▸ **Aim of the task**: With the pictures removed, set down all of the entries below exactly.

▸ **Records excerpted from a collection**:
* * *

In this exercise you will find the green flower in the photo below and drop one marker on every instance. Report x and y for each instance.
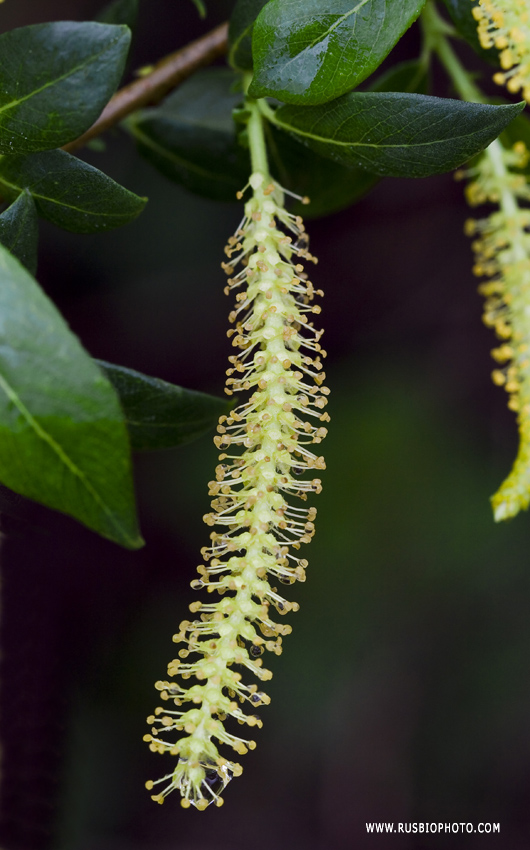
(267, 445)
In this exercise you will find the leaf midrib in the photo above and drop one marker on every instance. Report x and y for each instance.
(61, 454)
(20, 189)
(14, 103)
(165, 152)
(329, 141)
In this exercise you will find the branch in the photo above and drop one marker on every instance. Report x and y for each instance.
(165, 76)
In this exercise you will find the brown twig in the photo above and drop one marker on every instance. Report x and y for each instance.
(164, 77)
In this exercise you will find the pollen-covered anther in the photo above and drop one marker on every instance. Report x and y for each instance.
(264, 456)
(505, 25)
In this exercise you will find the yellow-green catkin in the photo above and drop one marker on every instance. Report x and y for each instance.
(505, 24)
(267, 459)
(502, 256)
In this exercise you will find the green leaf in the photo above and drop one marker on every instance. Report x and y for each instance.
(63, 441)
(240, 32)
(191, 138)
(462, 17)
(411, 76)
(69, 192)
(54, 81)
(313, 52)
(201, 8)
(19, 231)
(329, 185)
(518, 131)
(400, 135)
(120, 12)
(160, 415)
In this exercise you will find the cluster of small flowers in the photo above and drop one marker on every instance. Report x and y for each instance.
(265, 449)
(502, 254)
(505, 24)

* * *

▸ **Solution to this task**:
In this exercise you will find the green flower in the photo below and drop one marker on every instance. Report x and y for each instance.
(267, 445)
In this exercise you will find the leaf midrib in the photo above and drop one marker on every instance. Report x and y for each instance.
(61, 454)
(20, 189)
(14, 103)
(165, 152)
(329, 141)
In this exercise you will find the branch in the photo above and drop one marker on every instance. Report x and y for each instance.
(165, 76)
In this exercise you will find the brown twig in the photo above and drop one marker on every instance. Report x and y for each instance.
(164, 77)
In this exercise you will find the pollen-covered anther in the photo above and drop one marker on every instance. Report x and y for each instance.
(264, 456)
(505, 25)
In this exercise you will find the yellow-green catkin in the photo above and drop one marker on every instance. Report x and y for each instance.
(505, 24)
(267, 459)
(502, 256)
In this exercise you will find the green leaf in the photo above and drop one marker on every instance. Report x and y for each instance.
(63, 441)
(240, 32)
(191, 138)
(462, 17)
(411, 76)
(69, 192)
(54, 81)
(313, 52)
(201, 8)
(19, 231)
(329, 185)
(518, 131)
(400, 135)
(120, 12)
(160, 415)
In this exercise you will find the cluster of small flowers in the photo above and drop one marker on every instance. Report x and y for each instance.
(265, 449)
(502, 254)
(505, 24)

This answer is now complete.